▶ Selected text:
┌──

Gorky Park (Arkady Renko, #1)Gorky Park by Martin Cruz Smith

My rating: 2 of 5 stars

This is a time-tested popular classic crime fiction, obviously much appreciated according to its high ratings, but this is not a fun read. I admit that Smith is a word smith (no pun intended), but this is not my favorite genre --international intrigue, labyrinthine crime thriller with lots of bloody violence, gore, and more f-words and macho sex than I care for.

Although the mostly corrupt characters are well drawn, except for bumbling Pasho, I didn't care for any of them. Irina is self absorbed, shallow, completely lacking in moral strength, but hey, she's so gorgeous that even ragged shabby clothes look terrific on her. Arkady, the good guy hero, scorns almost everyone & everything. He is arrogant, morose, cynical, and emotionally conflicted. I couldn't decide if he was skilled or just plain lucky with his unrealistic, "gut feeling" approach to exposing corruption and dishonesty. But he was a maverick with integrity and afterall he was successful.

Having been to Moscow & Leningrad in the early 90's, and being somewhat famiiar with Russian history & cultrue, I got right into the dark feeling of the book, but I felt the first 1/3 of it dragged.

└──

▶ Material for this exercise:

┌──

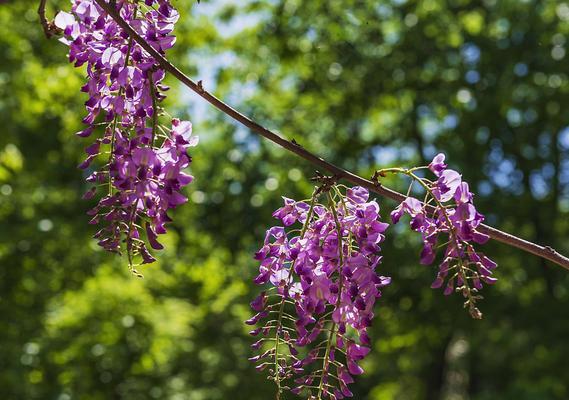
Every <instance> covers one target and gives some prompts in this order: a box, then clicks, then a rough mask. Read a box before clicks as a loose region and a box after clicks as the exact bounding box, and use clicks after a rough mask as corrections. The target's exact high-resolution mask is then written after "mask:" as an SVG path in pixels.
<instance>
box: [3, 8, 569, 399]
mask: <svg viewBox="0 0 569 400" xmlns="http://www.w3.org/2000/svg"><path fill="white" fill-rule="evenodd" d="M36 3H37V2H34V1H30V0H20V1H12V2H6V3H4V4H2V5H0V122H1V129H2V134H1V135H0V316H1V317H0V397H1V398H2V399H9V400H11V399H26V400H27V399H57V400H70V399H86V400H91V399H92V400H98V399H129V400H131V399H172V400H179V399H180V400H181V399H188V400H201V399H203V400H216V399H229V398H233V399H248V400H253V399H258V400H261V399H263V400H264V399H267V398H272V397H273V393H274V391H273V387H272V384H271V383H270V382H267V381H265V380H264V379H263V377H262V376H260V375H258V374H257V373H256V372H255V370H254V368H253V367H252V366H251V365H250V364H249V363H248V361H247V357H248V355H249V354H250V353H249V344H250V343H251V340H250V339H249V337H248V336H247V328H246V327H245V326H244V325H243V323H242V321H243V320H244V319H246V318H247V317H248V315H249V311H248V301H249V299H250V298H252V296H253V295H254V293H256V292H257V290H258V289H257V288H255V287H254V286H253V285H252V283H251V278H252V277H253V276H254V275H255V269H256V264H255V262H254V260H252V257H251V255H252V254H253V252H254V251H255V250H256V248H257V246H258V245H259V243H260V241H261V239H262V237H263V232H264V229H266V227H268V226H270V224H273V223H275V221H273V220H272V218H271V212H272V210H274V209H275V208H276V207H278V205H279V204H280V201H281V199H280V195H287V196H291V197H297V198H304V197H307V196H308V195H309V194H310V191H311V186H310V183H309V180H308V178H309V177H310V176H311V175H312V174H313V173H314V170H313V168H312V167H311V166H310V165H306V164H305V163H304V162H302V161H300V160H298V159H296V158H294V157H293V156H291V155H289V154H286V153H285V152H283V151H281V150H279V149H276V148H275V147H274V146H273V145H271V144H267V143H264V142H262V141H260V140H259V139H258V138H257V137H255V136H253V135H252V134H250V133H249V132H247V131H246V130H244V129H243V128H241V127H238V126H236V125H235V124H234V123H232V122H231V121H229V120H228V119H227V118H226V117H224V116H223V115H220V114H218V113H216V112H214V111H212V110H210V109H208V108H207V107H206V106H204V104H203V103H202V102H201V101H200V100H199V99H197V98H196V97H194V96H192V95H191V93H188V92H186V91H184V90H183V89H182V88H180V87H178V86H177V85H176V83H175V82H173V81H170V83H171V84H172V85H173V86H174V89H173V90H172V91H171V94H170V97H169V100H168V101H169V108H170V110H171V113H172V114H173V115H179V116H181V117H184V116H187V117H189V118H191V119H192V120H193V121H194V123H195V127H194V130H195V132H196V133H197V134H199V135H200V137H201V143H200V146H199V147H198V148H196V150H195V152H194V154H193V157H194V163H193V164H192V173H193V174H194V175H195V176H196V178H197V179H196V182H195V184H194V185H192V186H193V187H192V188H190V189H189V191H188V194H189V196H190V198H191V202H190V204H187V205H185V206H183V207H182V208H180V209H179V210H177V211H176V213H175V214H176V215H175V221H176V222H175V223H174V224H173V227H172V229H171V232H170V233H169V234H168V236H167V238H166V239H165V244H166V248H167V250H165V251H164V252H162V254H159V262H158V263H156V264H155V265H153V266H151V267H148V268H146V269H145V270H144V271H143V273H144V275H145V279H144V280H139V279H136V278H134V277H132V276H130V275H129V273H128V270H127V268H126V266H125V261H124V260H120V259H117V258H116V257H114V256H112V255H107V254H104V253H103V252H101V251H100V250H99V249H98V248H97V247H96V246H95V245H94V244H93V241H92V240H91V235H92V234H93V233H94V230H93V228H92V227H91V226H89V225H87V221H88V218H87V216H85V212H86V210H87V209H88V208H89V206H90V204H89V202H85V201H81V200H80V197H81V194H82V192H83V191H84V190H85V189H86V187H85V186H84V183H83V176H82V172H81V171H79V170H77V169H76V165H77V164H79V162H80V160H81V158H82V152H83V150H82V147H83V146H84V143H82V142H81V140H80V139H77V138H76V137H75V136H74V135H73V132H75V131H77V130H79V129H80V121H81V118H82V116H83V114H84V110H83V102H84V101H85V98H84V96H83V95H82V94H81V93H80V92H79V87H80V85H81V82H82V73H83V72H82V71H75V70H74V69H73V68H72V66H71V65H68V63H67V62H66V48H65V46H63V45H62V44H61V43H58V42H57V41H56V40H50V41H48V40H46V39H45V38H44V36H43V33H42V30H41V27H40V25H39V23H38V20H37V14H36V8H37V4H36ZM175 5H176V6H177V7H178V8H179V9H180V12H181V14H182V21H181V22H180V24H179V28H177V29H178V30H177V35H178V43H177V46H176V47H175V50H174V51H173V52H172V54H170V59H171V60H172V61H173V62H174V63H176V64H178V65H181V66H182V67H183V69H185V70H186V71H187V72H188V73H189V74H191V75H193V76H195V77H196V78H197V79H203V80H204V85H205V86H206V87H207V88H208V89H213V90H214V91H215V92H216V93H217V94H218V95H219V96H220V97H221V98H223V99H225V100H227V101H228V102H230V103H231V104H233V105H235V106H238V107H239V108H240V109H241V110H243V111H244V112H245V113H247V114H249V115H251V116H253V117H254V118H255V119H257V120H258V121H260V122H261V123H263V124H265V125H267V126H268V127H271V128H274V129H276V130H278V131H280V132H282V134H283V135H285V136H287V137H288V138H295V140H296V141H297V142H299V143H300V144H302V145H304V146H305V147H307V148H309V149H311V150H314V151H316V152H318V153H320V154H321V155H323V156H325V157H327V158H329V159H330V160H331V161H333V162H335V163H338V164H339V165H342V166H344V167H347V168H350V169H352V170H354V171H356V172H358V173H360V174H361V175H362V176H370V175H371V173H372V171H373V170H374V169H376V168H378V167H382V166H389V165H396V164H400V165H414V164H417V163H421V162H424V161H425V160H428V159H429V158H430V157H432V156H433V155H434V154H436V152H438V151H443V152H445V153H446V154H447V157H448V159H449V161H450V164H451V166H452V167H453V168H457V169H459V170H460V171H462V173H463V175H464V176H465V179H466V180H467V181H469V182H470V183H471V184H472V186H473V188H475V190H476V191H477V193H478V197H477V204H478V206H479V208H480V210H481V211H482V212H484V213H486V214H487V220H488V222H489V223H490V224H492V225H494V226H497V227H500V228H503V229H506V230H508V231H510V232H512V233H515V234H517V235H520V236H523V237H525V238H527V239H530V240H533V241H537V242H540V243H544V244H550V245H552V246H554V247H556V248H558V249H559V250H560V251H561V252H564V253H565V254H567V253H569V242H568V241H567V240H566V238H567V237H568V231H569V218H567V217H568V213H569V189H568V187H569V186H568V184H569V154H568V150H569V129H568V126H569V113H567V112H566V110H565V107H566V106H567V104H569V82H568V74H569V69H568V68H567V62H568V60H569V56H568V55H567V54H566V52H567V40H568V35H569V3H566V2H561V1H553V0H542V1H532V0H483V1H482V0H480V1H474V0H473V1H469V0H423V1H413V0H391V1H387V0H342V1H340V0H311V1H302V2H301V1H299V0H286V1H285V0H271V1H269V0H264V1H260V0H259V1H255V0H253V1H252V0H248V1H244V2H232V1H221V0H211V1H205V0H202V1H201V3H200V4H196V3H195V2H193V1H189V0H176V1H175ZM57 7H59V8H67V7H68V3H67V2H66V1H53V2H52V4H51V5H50V13H51V15H53V11H54V10H55V9H56V8H57ZM386 183H387V184H389V185H391V186H393V187H395V188H399V189H401V190H403V189H404V185H405V183H404V182H400V181H395V180H393V181H388V182H386ZM380 200H381V199H380ZM381 203H382V204H383V209H384V210H383V211H385V215H386V216H387V213H388V211H389V210H390V208H392V207H393V206H394V204H393V203H391V202H390V201H383V200H381ZM392 229H393V230H394V231H396V232H393V233H395V234H394V235H391V236H390V238H389V241H388V242H387V243H386V244H385V246H384V263H383V266H382V273H383V274H385V275H390V276H392V277H393V279H394V284H392V285H391V286H390V287H389V288H388V290H386V291H385V293H384V297H383V298H382V299H381V301H380V302H379V304H378V306H377V318H376V321H375V325H374V330H373V340H374V351H373V353H372V354H371V355H370V357H369V358H368V359H367V360H366V361H365V363H364V365H363V366H364V368H365V369H366V374H365V375H364V376H363V377H362V378H361V379H359V381H358V383H357V384H356V385H355V386H354V392H355V398H357V399H370V400H372V399H377V400H383V399H476V400H485V399H497V398H499V399H516V400H518V399H522V400H523V399H532V400H534V399H567V398H568V397H569V368H567V365H568V364H567V360H568V359H569V341H568V340H567V337H569V318H567V310H568V309H569V276H568V275H567V273H566V271H563V270H561V269H559V268H557V267H554V266H552V265H549V264H547V263H545V262H543V261H541V260H539V259H537V258H535V257H530V256H528V255H526V254H523V253H521V252H519V251H516V250H513V249H511V248H508V247H505V246H501V245H498V244H495V243H491V244H489V245H487V252H488V254H490V255H491V256H492V258H493V259H495V260H496V261H498V263H499V265H500V268H499V269H498V271H497V274H498V275H497V276H498V277H499V279H500V281H499V283H498V284H497V285H496V286H494V287H491V288H488V289H487V290H485V292H486V293H485V296H486V299H485V300H484V301H483V304H482V311H483V312H484V314H485V319H484V320H483V321H481V322H478V321H473V320H470V319H469V318H468V316H467V315H466V314H467V313H465V312H463V310H462V309H461V302H460V299H450V298H444V297H443V296H442V295H441V293H439V292H438V291H433V290H431V289H430V288H429V285H430V282H431V281H432V279H433V277H434V274H435V271H434V270H433V269H430V268H427V267H423V266H419V265H418V252H419V243H418V241H417V238H416V237H414V236H413V235H411V234H408V233H407V232H405V231H403V230H402V229H401V227H399V226H398V227H396V228H392Z"/></svg>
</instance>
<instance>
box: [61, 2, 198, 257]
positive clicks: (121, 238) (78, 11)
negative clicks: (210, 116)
mask: <svg viewBox="0 0 569 400" xmlns="http://www.w3.org/2000/svg"><path fill="white" fill-rule="evenodd" d="M114 4H115V6H116V9H117V11H118V13H119V14H120V16H121V17H122V18H123V19H124V20H125V21H127V22H128V23H129V25H130V26H132V27H133V28H134V29H135V30H136V31H137V32H138V33H139V34H140V35H141V36H142V37H143V38H144V39H145V40H146V41H147V42H148V43H149V44H150V45H152V47H154V48H155V49H156V50H158V51H159V52H161V53H162V54H164V52H165V51H166V50H167V49H169V48H171V47H172V46H173V44H174V42H175V36H174V35H172V31H173V29H174V24H175V23H176V21H177V20H178V12H177V11H176V10H175V9H174V8H173V7H172V6H171V4H170V2H169V1H168V0H145V1H144V2H142V1H141V2H129V1H121V0H118V1H116V2H115V3H114ZM54 24H55V26H57V27H58V28H59V29H61V30H62V31H63V34H64V38H62V39H61V41H62V42H64V43H65V44H67V45H68V46H69V61H70V62H72V63H74V65H75V66H76V67H82V66H85V67H86V72H87V82H86V84H85V85H84V86H83V88H82V91H84V92H86V93H87V94H88V96H89V99H88V100H87V102H86V103H85V106H86V108H87V115H86V117H85V118H84V119H83V122H84V123H85V124H86V125H87V127H86V128H85V129H84V130H83V131H81V132H78V133H77V135H78V136H80V137H84V138H87V137H91V136H93V133H94V132H96V130H97V128H98V127H101V132H102V134H101V135H100V136H99V137H97V138H96V139H95V140H94V141H93V143H92V144H91V145H89V146H88V147H87V149H86V153H87V158H86V159H85V161H84V162H83V163H82V164H81V165H80V168H82V169H85V170H89V171H90V173H89V176H88V178H87V181H88V182H90V183H92V184H93V185H94V186H93V187H92V188H91V189H90V190H89V191H88V192H87V193H86V195H85V197H86V198H92V197H94V196H95V195H96V194H97V192H98V191H104V192H105V194H104V195H103V197H102V198H101V200H100V201H99V203H98V204H97V206H96V207H95V208H94V209H93V210H91V212H90V214H91V215H92V217H93V218H92V220H91V222H92V223H104V225H105V226H104V227H103V228H102V229H101V230H100V231H99V232H97V233H96V235H95V237H96V238H97V239H98V240H99V245H101V246H102V247H103V248H105V249H106V250H108V251H112V252H119V253H122V252H126V253H127V255H128V258H129V265H130V266H131V267H133V266H134V265H135V263H136V262H137V261H136V260H135V259H134V257H136V256H140V262H141V263H150V262H153V261H155V260H154V258H153V257H152V255H150V253H149V251H148V249H147V246H146V242H145V241H144V240H143V239H142V236H143V234H144V233H145V236H146V239H147V242H148V243H149V244H150V246H151V247H152V248H154V249H161V248H162V245H161V244H160V243H159V242H158V240H157V235H159V234H163V233H165V232H166V228H165V223H166V222H168V221H170V219H169V217H168V215H167V211H168V210H169V209H171V208H174V207H176V206H177V205H179V204H181V203H184V202H185V201H186V200H187V199H186V198H185V197H184V196H183V195H182V194H181V192H180V190H181V188H182V187H184V186H185V185H187V184H189V183H190V182H191V181H192V177H191V176H190V175H187V174H185V173H184V172H183V171H184V169H185V168H186V167H187V166H188V165H189V164H190V162H191V157H190V156H188V149H189V148H190V147H192V146H195V145H196V144H197V138H196V137H195V136H192V128H191V124H190V123H189V122H188V121H179V120H177V119H173V120H171V125H169V126H163V125H161V124H160V121H159V114H160V113H161V111H162V110H161V108H160V102H161V101H162V100H163V99H164V98H165V95H164V92H165V91H166V90H168V87H166V86H164V85H163V84H162V80H163V79H164V75H165V73H164V71H163V70H162V69H161V68H160V66H159V64H158V63H157V62H156V60H154V59H153V58H152V57H151V56H150V55H149V54H148V53H147V52H146V51H145V50H144V49H143V48H142V47H141V46H139V45H138V44H137V43H136V42H134V41H133V40H132V39H131V38H129V37H128V35H127V34H126V33H125V32H124V31H123V30H122V29H121V28H120V26H119V25H118V24H117V23H116V22H115V21H114V20H113V19H112V18H111V17H110V16H109V15H107V14H106V13H105V11H104V10H103V9H102V8H101V7H99V6H98V5H97V3H96V2H95V1H93V0H75V1H73V6H72V10H71V13H66V12H60V13H59V14H58V15H57V16H56V18H55V21H54ZM95 159H99V160H100V159H103V160H104V162H103V165H102V167H100V169H94V168H93V167H92V166H91V165H92V162H93V161H94V160H95ZM99 164H101V163H100V162H99Z"/></svg>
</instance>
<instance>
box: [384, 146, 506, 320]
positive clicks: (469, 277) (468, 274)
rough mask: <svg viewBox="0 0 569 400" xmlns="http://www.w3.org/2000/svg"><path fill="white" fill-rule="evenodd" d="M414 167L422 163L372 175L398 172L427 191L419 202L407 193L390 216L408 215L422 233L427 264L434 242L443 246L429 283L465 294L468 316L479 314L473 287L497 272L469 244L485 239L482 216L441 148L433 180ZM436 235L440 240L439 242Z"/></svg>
mask: <svg viewBox="0 0 569 400" xmlns="http://www.w3.org/2000/svg"><path fill="white" fill-rule="evenodd" d="M419 169H423V167H418V168H413V169H409V170H404V169H401V168H390V169H385V170H381V171H378V173H376V178H377V177H378V176H381V175H385V173H387V172H392V173H403V174H405V175H408V176H410V177H411V178H412V179H413V182H417V183H419V184H420V185H421V186H422V187H423V189H425V191H426V199H425V201H424V202H421V201H419V200H417V199H416V198H414V197H411V196H408V197H407V198H406V199H405V200H404V201H403V202H402V203H401V204H400V205H399V206H398V207H397V208H396V209H395V210H393V212H392V213H391V219H392V221H393V223H397V222H398V221H399V219H400V218H401V217H402V215H403V214H407V215H409V216H410V217H411V229H413V230H414V231H416V232H419V233H420V234H421V237H422V239H423V250H422V252H421V258H420V262H421V264H425V265H429V264H432V263H433V262H434V261H435V258H436V255H437V248H439V247H444V248H445V250H444V253H443V257H442V261H441V262H440V264H439V270H438V274H437V277H436V279H435V281H434V282H433V284H432V286H431V287H432V288H441V287H443V286H445V289H444V294H445V295H449V294H451V293H453V292H454V291H457V292H460V293H462V295H463V296H464V297H465V298H466V301H465V304H464V305H465V307H466V308H468V310H469V312H470V314H471V316H472V317H473V318H476V319H480V318H482V313H481V312H480V310H479V309H478V308H477V306H476V302H477V300H480V299H481V298H482V297H481V296H480V295H479V294H478V291H479V290H480V289H482V282H484V283H487V284H493V283H495V282H496V278H494V277H492V271H493V270H494V269H495V268H496V263H495V262H493V261H492V260H490V259H489V258H488V257H486V256H485V255H484V254H483V253H481V252H478V251H476V250H475V248H474V244H484V243H486V242H487V241H488V239H489V237H488V235H486V234H484V233H482V232H480V230H479V227H480V225H481V224H482V221H483V220H484V216H483V215H481V214H480V213H479V212H478V211H477V210H476V207H474V203H473V197H474V196H473V194H472V192H471V191H470V188H469V186H468V183H466V182H464V181H463V180H462V177H461V175H460V174H459V173H458V172H456V171H454V170H452V169H448V168H447V165H446V164H445V156H444V154H438V155H437V156H436V157H435V158H434V159H433V161H432V162H431V163H430V164H429V165H428V169H429V170H430V171H431V172H432V173H433V174H434V175H435V178H436V179H435V180H433V181H431V180H428V179H426V178H421V177H419V176H418V175H416V174H415V171H416V170H419ZM424 169H427V168H424ZM441 237H444V240H442V243H439V239H440V238H441Z"/></svg>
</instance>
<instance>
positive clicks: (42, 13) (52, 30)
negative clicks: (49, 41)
mask: <svg viewBox="0 0 569 400" xmlns="http://www.w3.org/2000/svg"><path fill="white" fill-rule="evenodd" d="M46 3H47V0H40V5H39V7H38V15H39V16H40V22H41V26H42V27H43V33H45V36H46V37H47V38H48V39H49V38H51V37H52V36H53V27H52V24H51V23H50V22H49V21H48V19H47V17H46V16H45V6H46Z"/></svg>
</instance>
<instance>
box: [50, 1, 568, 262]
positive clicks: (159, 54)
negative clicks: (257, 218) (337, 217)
mask: <svg viewBox="0 0 569 400" xmlns="http://www.w3.org/2000/svg"><path fill="white" fill-rule="evenodd" d="M95 1H96V2H97V4H98V5H99V6H101V8H103V9H104V10H105V11H106V12H107V13H108V14H109V15H110V16H111V17H112V18H113V19H114V20H115V21H116V22H117V24H119V26H120V27H121V28H122V29H124V30H125V31H126V32H127V33H128V35H129V36H130V37H131V38H132V39H134V40H135V41H136V42H137V43H138V44H139V45H140V46H141V47H142V48H143V49H144V50H146V51H147V52H148V53H149V54H150V55H151V56H152V57H154V58H155V59H156V61H157V62H158V64H160V66H161V67H162V68H163V69H164V70H165V71H168V72H169V73H170V74H172V75H173V76H174V77H175V78H176V79H178V80H179V81H180V82H182V83H183V84H184V85H185V86H187V87H188V88H190V89H191V90H193V91H194V92H195V93H197V94H198V95H199V96H201V97H202V98H203V99H204V100H206V101H207V102H208V103H210V104H211V105H213V106H214V107H215V108H217V109H218V110H220V111H221V112H223V113H225V114H226V115H228V116H230V117H231V118H233V119H234V120H235V121H237V122H239V123H241V124H242V125H244V126H246V127H247V128H249V129H251V130H252V131H253V132H254V133H256V134H258V135H260V136H262V137H264V138H266V139H268V140H270V141H271V142H273V143H275V144H277V145H279V146H281V147H282V148H284V149H286V150H288V151H290V152H291V153H294V154H296V155H297V156H299V157H301V158H303V159H305V160H306V161H308V162H310V163H312V164H314V165H316V166H318V167H319V168H322V169H324V170H327V171H328V172H330V173H331V174H333V175H334V176H336V177H338V178H341V179H344V180H346V181H348V182H351V183H352V184H354V185H359V186H363V187H365V188H367V189H369V190H370V191H373V192H375V193H377V194H379V195H381V196H384V197H387V198H390V199H392V200H395V201H397V202H401V201H403V200H404V199H405V195H403V194H401V193H399V192H396V191H394V190H391V189H389V188H386V187H384V186H381V185H380V184H379V183H376V182H372V181H371V180H368V179H365V178H362V177H361V176H358V175H356V174H354V173H352V172H350V171H348V170H345V169H343V168H341V167H338V166H336V165H334V164H332V163H330V162H328V161H326V160H324V159H323V158H321V157H319V156H317V155H315V154H314V153H311V152H310V151H308V150H306V149H305V148H303V147H301V146H300V145H298V144H297V143H296V142H295V141H294V140H293V141H288V140H286V139H284V138H282V137H281V136H279V135H277V134H276V133H274V132H272V131H270V130H269V129H267V128H265V127H263V126H261V125H260V124H258V123H257V122H255V121H253V120H252V119H251V118H249V117H247V116H246V115H243V114H241V113H240V112H239V111H237V110H235V109H234V108H232V107H231V106H230V105H228V104H226V103H224V102H223V101H221V100H219V99H218V98H217V97H215V96H214V95H212V94H211V93H209V92H208V91H207V90H205V89H204V88H203V85H202V83H201V81H199V82H197V83H196V82H194V81H193V80H192V79H191V78H189V77H188V76H187V75H185V74H184V73H183V72H182V71H180V70H179V69H178V68H177V67H176V66H174V65H173V64H171V63H170V62H169V61H168V60H167V59H166V58H165V57H164V56H163V55H162V54H160V53H159V52H158V51H156V50H155V49H154V48H153V47H152V46H151V45H150V44H148V43H147V42H146V41H145V40H144V39H143V38H142V37H141V36H140V35H139V34H138V33H137V32H136V31H135V30H134V29H133V28H132V27H131V26H130V25H129V24H128V22H126V21H125V20H124V19H123V18H121V17H120V15H119V14H118V13H117V11H116V9H115V8H114V7H111V6H110V5H109V4H108V3H106V2H105V1H104V0H95ZM42 3H45V0H42ZM40 9H41V6H40ZM40 15H41V13H40ZM480 231H481V232H483V233H486V234H487V235H489V236H490V237H491V238H492V239H494V240H496V241H498V242H501V243H505V244H507V245H510V246H512V247H515V248H518V249H520V250H524V251H526V252H528V253H531V254H534V255H536V256H538V257H542V258H544V259H546V260H549V261H551V262H552V263H554V264H557V265H559V266H561V267H563V268H565V269H567V270H569V258H567V257H565V256H564V255H562V254H560V253H558V252H557V251H555V250H554V249H553V248H551V247H549V246H541V245H539V244H536V243H532V242H529V241H527V240H525V239H522V238H519V237H517V236H514V235H512V234H509V233H507V232H503V231H501V230H498V229H496V228H493V227H491V226H488V225H482V226H481V228H480Z"/></svg>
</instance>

└──

▶ Request 1:
According to the review of Gorky Park, which cities had the reviewer visited, and when?
▶ Request 2:
Starting at the beginning of the records and ending with the line that contains "box: [3, 8, 569, 399]", rewrite those lines with each "clicks" changed to "points" and nothing else altered. Leave out the pictures.

▶ Solution 1:
Moscow and Leningrad, in the early 90's.

▶ Solution 2:
Every <instance> covers one target and gives some prompts in this order: a box, then points, then a rough mask. Read a box before points as a loose region and a box after points as the exact bounding box, and use points after a rough mask as corrections. The target's exact high-resolution mask is then written after "mask:" as an SVG path in pixels.
<instance>
box: [3, 8, 569, 399]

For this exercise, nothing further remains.